→ **Given text**:
As for enabling growth, this is harder than it sounds, given the profound uncertainty surrounding the pandemic, he said. Governments will find it hard to tell which firms or sectors may remain viable in the future.

Transitioning out of the first phase of massive government support will come with its own problems, said fellow keynote speaker and University of Chicago professor Raghuram Rajan, who noted that the second or third quarter of 2021 will probably be the earliest that economies may return to full operation.

"When the economy opens up more fully, there will be more damage that will be uncovered," said Prof Rajan, former International Monetary Fund chief economist and former governor of the Reserve Bank of India. Many firms will simply not reopen, contracts may fall through, and debts will have to be reckoned with.

As the corporate impact unwinds, the "last shoe, which hopefully will not drop", is the effect on the financial sector. Governments must keep in mind the burden that financial companies will end up bearing, and work to avert a financial sector crisis as well, he said.

With part of the crisis response having been aggressive moves by central banks, the ultra-low interest rate environment looks set to endure. But this may have unintended consequences, said the speakers.

Mr Tharman noted two issues. First, even before the Covid-19 crisis, the world had seen an extended period of low interest rates and substantial liquidity, contributing to much higher levels of corporate leverage. "We entered this crisis with a lot of risk in the system already," he said. Yet, economic analyses suggest that this has not had a significant payoff in terms of corporate investment.

Second, if the world remains in a very long period of low or negative interest rates, this will hurt pension funds, insurance funds, and any long-term money management. Returns will come down, people will be less prepared for retirement, and may thus save more and consume less, dampening growth as a result. "So we need to be a little sceptical about this strategy as a means of promoting growth," he said.

Prof Rajan pointed out the risk that below a certain level of interest rates, there may instead be a reverse effect as banks themselves find it harder to lend.

And while so-called modern monetary theory posits that a low-rate environment wthout inflation would allow the public sector to run much larger deficits, a free lunch is not possible, he added. "It's really the consolidated balance sheet of government and the central bank that you're looking at. And it's not free."

→ **Supplied records**:
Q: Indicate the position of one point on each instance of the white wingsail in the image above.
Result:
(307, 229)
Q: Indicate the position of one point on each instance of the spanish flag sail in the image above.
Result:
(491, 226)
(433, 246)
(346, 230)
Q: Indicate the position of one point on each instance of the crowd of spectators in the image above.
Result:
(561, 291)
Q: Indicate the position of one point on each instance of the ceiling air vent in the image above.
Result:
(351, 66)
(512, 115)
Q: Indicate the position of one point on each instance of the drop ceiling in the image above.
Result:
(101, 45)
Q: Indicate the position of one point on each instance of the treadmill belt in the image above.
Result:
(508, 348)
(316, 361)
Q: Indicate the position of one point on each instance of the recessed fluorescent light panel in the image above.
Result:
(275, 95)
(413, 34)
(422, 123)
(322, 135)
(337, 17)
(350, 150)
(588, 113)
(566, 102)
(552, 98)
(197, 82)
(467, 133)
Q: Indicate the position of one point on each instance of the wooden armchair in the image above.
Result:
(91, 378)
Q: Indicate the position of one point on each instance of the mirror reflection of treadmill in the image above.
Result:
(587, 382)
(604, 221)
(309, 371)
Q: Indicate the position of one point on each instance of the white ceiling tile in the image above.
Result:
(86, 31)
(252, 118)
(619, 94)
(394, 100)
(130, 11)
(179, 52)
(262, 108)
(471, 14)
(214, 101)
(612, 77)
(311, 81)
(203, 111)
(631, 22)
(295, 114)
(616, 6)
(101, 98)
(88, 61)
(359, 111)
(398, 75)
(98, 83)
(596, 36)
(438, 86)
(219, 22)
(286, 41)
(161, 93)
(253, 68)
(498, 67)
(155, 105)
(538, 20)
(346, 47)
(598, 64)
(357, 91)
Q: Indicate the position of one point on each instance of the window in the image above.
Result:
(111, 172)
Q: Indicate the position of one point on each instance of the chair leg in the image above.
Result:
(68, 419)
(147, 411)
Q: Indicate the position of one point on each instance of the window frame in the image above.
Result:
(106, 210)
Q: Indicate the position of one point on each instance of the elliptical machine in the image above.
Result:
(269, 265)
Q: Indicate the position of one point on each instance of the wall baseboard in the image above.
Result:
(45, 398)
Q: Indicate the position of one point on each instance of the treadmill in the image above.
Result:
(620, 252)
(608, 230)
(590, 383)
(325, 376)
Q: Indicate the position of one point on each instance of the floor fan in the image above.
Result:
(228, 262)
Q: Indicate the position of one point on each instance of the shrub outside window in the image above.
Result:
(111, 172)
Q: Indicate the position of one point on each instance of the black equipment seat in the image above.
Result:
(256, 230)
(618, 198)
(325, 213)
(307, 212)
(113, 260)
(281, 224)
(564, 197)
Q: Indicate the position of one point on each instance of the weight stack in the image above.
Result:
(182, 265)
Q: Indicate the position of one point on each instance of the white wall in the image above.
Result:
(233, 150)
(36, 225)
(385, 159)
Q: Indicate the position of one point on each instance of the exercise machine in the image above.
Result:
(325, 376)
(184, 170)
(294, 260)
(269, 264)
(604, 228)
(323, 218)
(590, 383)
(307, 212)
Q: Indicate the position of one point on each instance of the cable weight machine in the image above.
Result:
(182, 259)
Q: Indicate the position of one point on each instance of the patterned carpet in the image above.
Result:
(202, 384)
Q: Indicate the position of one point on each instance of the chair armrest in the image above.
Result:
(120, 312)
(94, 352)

→ **Exercise instructions**:
**A.** Answer these from the text on pandemic economic policy:
(i) Which quarters of 2021 did Prof Rajan name as probably the earliest that economies may return to full operation?
(ii) Which funds and management did Mr Tharman say a very long period of low or negative interest rates will hurt?
(iii) Which two former posts does the text give for Prof Rajan?
**B.** Write what comes next in the text on pandemic economic policy, starting after its last sentence.
The records were taken from a separate source.

→ **Results in order**:
**A.**
(i) The second or third quarter of 2021.
(ii) Pension funds, insurance funds, and any long-term money management.
(iii) Chief economist of the International Monetary Fund and governor of the Reserve Bank of India.

**B.**
Agreeing, Mr Tharman noted that a high level of government debt is not just a stock, but needs constant rollover. Any reason for nervousness by investors, when bonds are re-issued, will cause rates to spike. Furthermore, if governments have to spend more on servicing debts, this means less money for the "fundamental purposes" of fiscal spending, such as funding education, health, and so on.

Modern monetary theory may be tested in a "natural experiment" as some central banks in emerging markets today expand their balance sheets. But if this fails, the consequences will be global.

Most of the world's growth today comes from the emerging world, and the future of the world economy depends on whether it will "continue to emerge", noted Mr Tharman. Yet, there is a very real risk of a "submerging world" instead, if low growth and rising unemployment erase the gains made in the last two to three decades.

There needs to be a strong multilateral response, he added, noting that during the global financial crisis, the world collectively agreed on an issuing of special drawing rights to provide liquidity. This time around, such a proposal has not been fully supported. Governments must realise that their own interests depend on the interests of the rest of the world, he said. "That basic thinking has to gain ascendance in all forms of international cooperation."

This includes trade and investment. Even as the world retracts somewhat from the hyper-specialised global supply chains that it had relied upon prior to Covid-19, it would be a grave error to retract altogether, said Mr Tharman. Diversification of supply chains must be the answer, rather than trying to bring everything onshore, and emerging countries must be encouraged to stay plugged in to the rest of the world.